+++ INFORMATION SUPPLIED

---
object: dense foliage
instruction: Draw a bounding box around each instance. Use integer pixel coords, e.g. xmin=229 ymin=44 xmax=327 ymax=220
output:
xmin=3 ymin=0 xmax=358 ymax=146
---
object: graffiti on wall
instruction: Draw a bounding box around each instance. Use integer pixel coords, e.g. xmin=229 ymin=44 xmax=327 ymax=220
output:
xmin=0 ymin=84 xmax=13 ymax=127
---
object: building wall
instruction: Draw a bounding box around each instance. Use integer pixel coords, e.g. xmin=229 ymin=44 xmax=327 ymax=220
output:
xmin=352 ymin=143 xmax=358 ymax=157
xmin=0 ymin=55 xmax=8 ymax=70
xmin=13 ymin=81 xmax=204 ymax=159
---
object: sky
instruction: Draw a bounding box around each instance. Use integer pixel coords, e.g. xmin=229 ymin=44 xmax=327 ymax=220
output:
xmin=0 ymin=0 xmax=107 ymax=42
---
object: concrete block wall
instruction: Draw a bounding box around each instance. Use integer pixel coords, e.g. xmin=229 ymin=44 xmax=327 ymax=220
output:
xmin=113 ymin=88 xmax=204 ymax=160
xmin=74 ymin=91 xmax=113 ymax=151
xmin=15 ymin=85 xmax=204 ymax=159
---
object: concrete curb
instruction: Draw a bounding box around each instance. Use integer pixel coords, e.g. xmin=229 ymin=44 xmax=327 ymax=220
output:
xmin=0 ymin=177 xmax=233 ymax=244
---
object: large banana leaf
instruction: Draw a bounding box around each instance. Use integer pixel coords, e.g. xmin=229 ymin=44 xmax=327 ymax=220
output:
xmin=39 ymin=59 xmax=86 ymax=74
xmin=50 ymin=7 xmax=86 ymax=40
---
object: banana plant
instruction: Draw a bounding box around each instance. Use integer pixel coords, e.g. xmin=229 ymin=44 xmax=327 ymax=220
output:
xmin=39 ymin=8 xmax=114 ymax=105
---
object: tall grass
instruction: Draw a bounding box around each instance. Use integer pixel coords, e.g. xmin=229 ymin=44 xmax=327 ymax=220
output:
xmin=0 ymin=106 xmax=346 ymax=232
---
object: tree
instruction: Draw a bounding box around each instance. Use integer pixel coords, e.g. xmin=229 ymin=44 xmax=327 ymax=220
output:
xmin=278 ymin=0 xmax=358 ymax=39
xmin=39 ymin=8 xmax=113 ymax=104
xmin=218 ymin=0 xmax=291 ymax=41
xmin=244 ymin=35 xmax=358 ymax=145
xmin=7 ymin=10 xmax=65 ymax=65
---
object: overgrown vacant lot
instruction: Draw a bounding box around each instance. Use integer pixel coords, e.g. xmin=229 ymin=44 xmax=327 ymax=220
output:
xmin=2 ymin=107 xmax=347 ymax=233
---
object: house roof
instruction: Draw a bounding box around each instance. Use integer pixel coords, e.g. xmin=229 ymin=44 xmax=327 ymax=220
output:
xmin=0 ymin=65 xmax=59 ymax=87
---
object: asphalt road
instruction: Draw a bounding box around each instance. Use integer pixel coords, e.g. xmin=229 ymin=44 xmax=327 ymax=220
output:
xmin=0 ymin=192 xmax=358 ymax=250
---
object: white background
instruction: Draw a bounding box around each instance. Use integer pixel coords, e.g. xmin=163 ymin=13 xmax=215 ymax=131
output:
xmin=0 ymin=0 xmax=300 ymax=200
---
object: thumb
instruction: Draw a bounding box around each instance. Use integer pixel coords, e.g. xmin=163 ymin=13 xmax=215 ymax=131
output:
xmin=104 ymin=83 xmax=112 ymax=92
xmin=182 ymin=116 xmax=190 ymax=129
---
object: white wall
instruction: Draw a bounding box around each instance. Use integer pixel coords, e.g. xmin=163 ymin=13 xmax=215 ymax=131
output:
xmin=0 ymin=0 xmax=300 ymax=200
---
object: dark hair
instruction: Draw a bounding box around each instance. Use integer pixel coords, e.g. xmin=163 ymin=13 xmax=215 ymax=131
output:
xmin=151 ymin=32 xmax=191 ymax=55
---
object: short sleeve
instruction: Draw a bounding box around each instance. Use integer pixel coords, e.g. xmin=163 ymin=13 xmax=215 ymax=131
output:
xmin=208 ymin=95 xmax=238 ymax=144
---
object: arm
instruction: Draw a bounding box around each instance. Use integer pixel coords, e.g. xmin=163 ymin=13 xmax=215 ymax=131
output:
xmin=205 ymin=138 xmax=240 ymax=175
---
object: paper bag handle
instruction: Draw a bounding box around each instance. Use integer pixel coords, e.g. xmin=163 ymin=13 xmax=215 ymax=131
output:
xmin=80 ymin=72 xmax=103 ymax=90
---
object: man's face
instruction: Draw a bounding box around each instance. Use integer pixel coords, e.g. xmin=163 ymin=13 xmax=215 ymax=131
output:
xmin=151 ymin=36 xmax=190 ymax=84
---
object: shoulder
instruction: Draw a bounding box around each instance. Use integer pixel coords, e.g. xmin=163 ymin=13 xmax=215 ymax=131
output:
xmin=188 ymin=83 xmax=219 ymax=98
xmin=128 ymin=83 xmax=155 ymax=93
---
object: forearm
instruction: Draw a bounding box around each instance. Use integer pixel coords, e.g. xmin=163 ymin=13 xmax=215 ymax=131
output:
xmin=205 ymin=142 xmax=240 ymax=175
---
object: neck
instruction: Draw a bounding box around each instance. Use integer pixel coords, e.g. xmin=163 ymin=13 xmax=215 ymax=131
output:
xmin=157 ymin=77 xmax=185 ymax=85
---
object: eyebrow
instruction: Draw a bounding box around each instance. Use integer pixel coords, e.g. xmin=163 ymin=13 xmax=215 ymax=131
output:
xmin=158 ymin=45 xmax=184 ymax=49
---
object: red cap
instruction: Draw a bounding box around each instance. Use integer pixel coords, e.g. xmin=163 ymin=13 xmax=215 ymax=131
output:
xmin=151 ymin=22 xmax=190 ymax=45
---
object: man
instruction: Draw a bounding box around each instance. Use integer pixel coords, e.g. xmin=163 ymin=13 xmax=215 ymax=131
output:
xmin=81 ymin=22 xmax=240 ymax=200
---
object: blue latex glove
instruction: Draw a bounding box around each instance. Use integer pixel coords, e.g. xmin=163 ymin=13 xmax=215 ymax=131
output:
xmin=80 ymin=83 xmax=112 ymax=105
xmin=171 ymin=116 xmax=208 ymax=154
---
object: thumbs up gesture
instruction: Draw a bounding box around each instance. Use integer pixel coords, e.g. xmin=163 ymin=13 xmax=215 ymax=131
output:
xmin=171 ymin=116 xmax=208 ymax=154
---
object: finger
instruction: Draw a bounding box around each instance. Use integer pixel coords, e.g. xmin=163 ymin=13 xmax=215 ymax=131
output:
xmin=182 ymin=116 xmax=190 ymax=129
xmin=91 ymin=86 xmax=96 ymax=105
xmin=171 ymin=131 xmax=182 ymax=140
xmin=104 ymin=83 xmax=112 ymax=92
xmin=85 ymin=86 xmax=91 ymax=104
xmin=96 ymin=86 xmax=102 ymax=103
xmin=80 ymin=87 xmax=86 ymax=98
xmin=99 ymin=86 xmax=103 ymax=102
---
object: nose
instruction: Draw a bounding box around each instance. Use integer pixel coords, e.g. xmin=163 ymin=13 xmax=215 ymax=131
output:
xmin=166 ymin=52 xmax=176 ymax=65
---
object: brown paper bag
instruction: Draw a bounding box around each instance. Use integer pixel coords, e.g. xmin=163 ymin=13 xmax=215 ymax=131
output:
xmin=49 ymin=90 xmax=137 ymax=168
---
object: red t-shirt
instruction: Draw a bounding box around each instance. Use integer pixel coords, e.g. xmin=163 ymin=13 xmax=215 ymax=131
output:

++++++

--- GIVEN EXERCISE ---
Copy out every one of the lines above, unchanged.

--- EXERCISE RESULT ---
---
object: dense foliage
instruction: Draw a bounding box around each instance. Use integer pixel coords, e.g. xmin=229 ymin=44 xmax=327 ymax=220
output:
xmin=3 ymin=0 xmax=358 ymax=146
---
object: graffiti on wall
instruction: Draw a bounding box around each instance. Use integer pixel coords, e.g. xmin=229 ymin=44 xmax=327 ymax=220
output:
xmin=0 ymin=84 xmax=13 ymax=127
---
object: building wall
instruction: Draw a bounding box around each instance. Use integer pixel coords, e.g. xmin=229 ymin=44 xmax=327 ymax=220
output:
xmin=352 ymin=143 xmax=358 ymax=157
xmin=0 ymin=55 xmax=8 ymax=70
xmin=13 ymin=81 xmax=204 ymax=159
---
object: sky
instruction: Draw a bounding box around each instance. Use integer pixel coords, e.g. xmin=229 ymin=44 xmax=327 ymax=220
output:
xmin=0 ymin=0 xmax=107 ymax=42
---
object: concrete block wall
instruction: Draw a bounding box around each instance. Use integer pixel coords, e.g. xmin=229 ymin=44 xmax=327 ymax=220
output:
xmin=113 ymin=88 xmax=204 ymax=160
xmin=74 ymin=91 xmax=113 ymax=151
xmin=15 ymin=85 xmax=204 ymax=159
---
object: concrete curb
instruction: Draw a bounding box around each instance. Use integer pixel coords, e.g. xmin=229 ymin=44 xmax=327 ymax=220
output:
xmin=0 ymin=177 xmax=233 ymax=244
---
object: large banana leaf
instruction: Draw a bounding box around each instance. Use integer pixel coords, e.g. xmin=229 ymin=44 xmax=327 ymax=220
output:
xmin=39 ymin=59 xmax=86 ymax=74
xmin=50 ymin=7 xmax=86 ymax=40
---
object: banana plant
instruction: Draw a bounding box around each instance. Use integer pixel coords, e.g. xmin=229 ymin=44 xmax=327 ymax=220
output:
xmin=39 ymin=8 xmax=114 ymax=105
---
object: tall grass
instruction: Draw a bounding box around each instance. Use integer pixel coords, e.g. xmin=229 ymin=44 xmax=327 ymax=220
output:
xmin=0 ymin=106 xmax=346 ymax=232
---
object: tree
instruction: Draw a bounding box around each instance. Use integer pixel coords, e.g. xmin=229 ymin=44 xmax=327 ymax=220
output:
xmin=278 ymin=0 xmax=358 ymax=39
xmin=39 ymin=8 xmax=113 ymax=104
xmin=218 ymin=0 xmax=291 ymax=41
xmin=244 ymin=35 xmax=358 ymax=145
xmin=7 ymin=10 xmax=65 ymax=65
---
object: overgrown vacant lot
instruction: Draw a bounding box around each instance. Use integer pixel coords, e.g. xmin=229 ymin=44 xmax=327 ymax=220
output:
xmin=2 ymin=107 xmax=347 ymax=233
---
object: house roof
instruction: Draw a bounding box around each instance. Use integer pixel coords, e.g. xmin=229 ymin=44 xmax=327 ymax=220
output:
xmin=0 ymin=65 xmax=59 ymax=87
---
object: asphalt road
instruction: Draw a bounding box around each instance. Use integer pixel coords, e.g. xmin=229 ymin=44 xmax=327 ymax=220
output:
xmin=0 ymin=192 xmax=358 ymax=250
---
object: white background
instruction: Draw a bounding box around each instance. Use integer pixel coords, e.g. xmin=163 ymin=13 xmax=215 ymax=131
output:
xmin=0 ymin=0 xmax=300 ymax=200
---
object: thumb
instruction: Draw a bounding box around each instance. Use integer pixel coords, e.g. xmin=163 ymin=13 xmax=215 ymax=131
output:
xmin=104 ymin=83 xmax=112 ymax=92
xmin=182 ymin=116 xmax=190 ymax=129
---
object: white wall
instruction: Draw a bounding box around each instance. Use integer pixel coords, e.g. xmin=163 ymin=13 xmax=215 ymax=131
output:
xmin=0 ymin=0 xmax=300 ymax=200
---
object: dark hair
instruction: Draw a bounding box around each instance. Use integer pixel coords, e.g. xmin=163 ymin=13 xmax=215 ymax=131
output:
xmin=151 ymin=32 xmax=191 ymax=55
---
object: short sleeve
instruction: Draw a bounding box around each instance. Use integer pixel coords, e.g. xmin=163 ymin=13 xmax=215 ymax=131
output:
xmin=208 ymin=95 xmax=238 ymax=144
---
object: arm
instruction: Draw a bounding box around each instance. Use integer pixel coords, e.g. xmin=163 ymin=13 xmax=215 ymax=131
output:
xmin=205 ymin=138 xmax=240 ymax=175
---
object: paper bag handle
instruction: Draw a bounding box around each instance. Use integer pixel coords, e.g. xmin=163 ymin=13 xmax=215 ymax=131
output:
xmin=80 ymin=72 xmax=103 ymax=90
---
object: man's face
instruction: Draw a bounding box around each instance. Use integer pixel coords, e.g. xmin=163 ymin=13 xmax=215 ymax=131
output:
xmin=151 ymin=36 xmax=190 ymax=84
---
object: shoulder
instruction: Draw a bounding box around each instance. Use integer pixel coords, e.g. xmin=163 ymin=13 xmax=215 ymax=131
output:
xmin=188 ymin=83 xmax=219 ymax=98
xmin=128 ymin=83 xmax=155 ymax=93
---
object: forearm
instruction: Draw a bounding box around each instance. Use integer pixel coords, e.g. xmin=163 ymin=13 xmax=215 ymax=131
output:
xmin=205 ymin=142 xmax=240 ymax=175
---
object: neck
instruction: Draw a bounding box around each instance. Use integer pixel coords, e.g. xmin=163 ymin=13 xmax=215 ymax=131
output:
xmin=157 ymin=77 xmax=185 ymax=85
---
object: eyebrow
instruction: Draw a bounding box around each instance. Use integer pixel coords, e.g. xmin=163 ymin=13 xmax=215 ymax=131
output:
xmin=158 ymin=45 xmax=184 ymax=49
---
object: red cap
instruction: Draw a bounding box around each instance. Use integer pixel coords, e.g. xmin=163 ymin=13 xmax=215 ymax=131
output:
xmin=151 ymin=22 xmax=190 ymax=45
---
object: man
instruction: Draw a bounding box around each instance. Use integer pixel coords, e.g. xmin=163 ymin=13 xmax=215 ymax=131
output:
xmin=81 ymin=22 xmax=240 ymax=200
---
object: blue latex glove
instruction: Draw a bounding box around each instance. Use integer pixel coords, e.g. xmin=163 ymin=13 xmax=215 ymax=131
output:
xmin=80 ymin=83 xmax=112 ymax=105
xmin=171 ymin=116 xmax=208 ymax=154
---
object: thumbs up gesture
instruction: Draw a bounding box around each instance. Use integer pixel coords, e.g. xmin=163 ymin=13 xmax=215 ymax=131
output:
xmin=171 ymin=116 xmax=208 ymax=154
---
object: finger
instruction: Draw a bounding box around each instance. Use integer pixel coords, e.g. xmin=163 ymin=13 xmax=215 ymax=131
output:
xmin=182 ymin=116 xmax=190 ymax=129
xmin=91 ymin=86 xmax=96 ymax=105
xmin=171 ymin=131 xmax=182 ymax=140
xmin=104 ymin=83 xmax=112 ymax=92
xmin=85 ymin=86 xmax=91 ymax=104
xmin=96 ymin=86 xmax=102 ymax=103
xmin=80 ymin=87 xmax=86 ymax=98
xmin=99 ymin=86 xmax=103 ymax=102
---
object: nose
instruction: Draw a bounding box around each instance. Use integer pixel coords, e.g. xmin=163 ymin=13 xmax=215 ymax=131
output:
xmin=166 ymin=52 xmax=176 ymax=65
---
object: brown paper bag
instruction: Draw a bounding box around each instance. Use integer pixel coords, e.g. xmin=163 ymin=13 xmax=215 ymax=131
output:
xmin=49 ymin=90 xmax=137 ymax=168
---
object: red t-shirt
instruction: Draw a bounding box around each instance. Use integer pixel coords, e.g. xmin=163 ymin=13 xmax=215 ymax=131
output:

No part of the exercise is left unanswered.